╭─ Records for this task

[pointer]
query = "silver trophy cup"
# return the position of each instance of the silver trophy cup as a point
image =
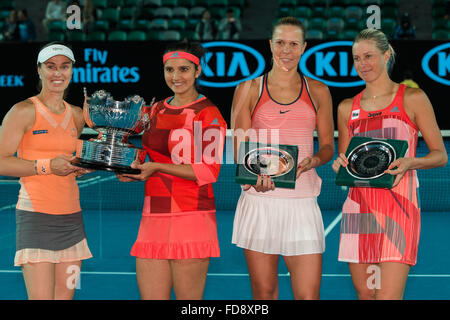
(114, 121)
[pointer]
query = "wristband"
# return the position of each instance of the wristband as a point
(43, 166)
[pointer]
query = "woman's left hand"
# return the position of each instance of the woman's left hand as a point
(307, 164)
(147, 170)
(82, 171)
(401, 165)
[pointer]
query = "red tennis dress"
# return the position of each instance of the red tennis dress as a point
(179, 219)
(382, 225)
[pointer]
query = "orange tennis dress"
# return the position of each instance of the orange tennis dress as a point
(179, 219)
(381, 225)
(49, 224)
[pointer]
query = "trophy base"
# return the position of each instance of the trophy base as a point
(93, 165)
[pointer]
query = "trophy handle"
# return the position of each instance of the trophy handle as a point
(86, 115)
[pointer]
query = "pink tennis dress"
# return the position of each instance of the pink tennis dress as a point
(179, 220)
(283, 221)
(381, 225)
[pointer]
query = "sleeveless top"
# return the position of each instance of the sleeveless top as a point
(191, 134)
(294, 123)
(50, 136)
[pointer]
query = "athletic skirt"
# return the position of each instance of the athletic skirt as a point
(286, 226)
(177, 236)
(42, 237)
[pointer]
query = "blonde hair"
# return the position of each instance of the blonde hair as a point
(381, 42)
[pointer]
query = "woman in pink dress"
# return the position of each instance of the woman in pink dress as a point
(380, 227)
(272, 222)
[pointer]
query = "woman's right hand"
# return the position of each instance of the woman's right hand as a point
(263, 184)
(62, 166)
(341, 160)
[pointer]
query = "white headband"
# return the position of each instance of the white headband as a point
(55, 50)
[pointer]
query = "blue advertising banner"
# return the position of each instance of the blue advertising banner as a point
(127, 68)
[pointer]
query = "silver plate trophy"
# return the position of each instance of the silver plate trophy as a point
(114, 121)
(279, 162)
(368, 160)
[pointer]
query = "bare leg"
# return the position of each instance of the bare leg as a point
(189, 278)
(154, 279)
(39, 280)
(362, 275)
(66, 277)
(306, 274)
(393, 280)
(263, 270)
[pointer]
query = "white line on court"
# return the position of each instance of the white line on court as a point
(330, 275)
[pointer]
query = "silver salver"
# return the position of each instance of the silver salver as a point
(370, 159)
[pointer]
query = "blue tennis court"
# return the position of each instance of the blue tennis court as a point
(112, 212)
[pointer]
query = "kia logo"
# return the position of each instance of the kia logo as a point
(442, 63)
(227, 64)
(331, 66)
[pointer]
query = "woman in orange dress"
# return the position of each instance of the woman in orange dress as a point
(43, 130)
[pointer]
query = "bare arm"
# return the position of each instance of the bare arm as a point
(17, 122)
(420, 110)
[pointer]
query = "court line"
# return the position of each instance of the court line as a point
(329, 275)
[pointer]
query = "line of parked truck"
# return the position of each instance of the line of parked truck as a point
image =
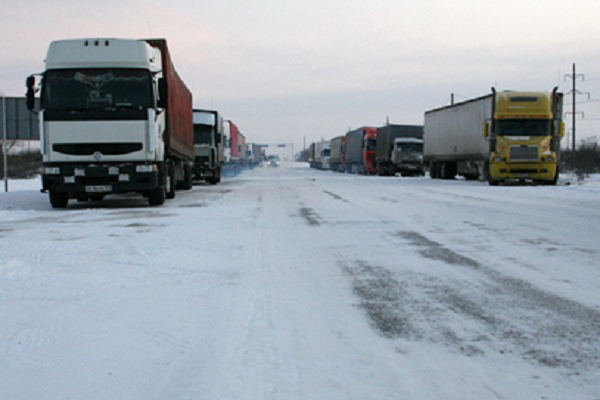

╰─

_Task statement_. Pick out every line in the material above that contains the word "orange", and copy each one.

_Solution for this task_.
query = "orange tennis dress"
# return the position of each instance of the orange tennis dress as a point
query = "woman in orange dress"
# return the position of each instance of the woman in orange dress as a point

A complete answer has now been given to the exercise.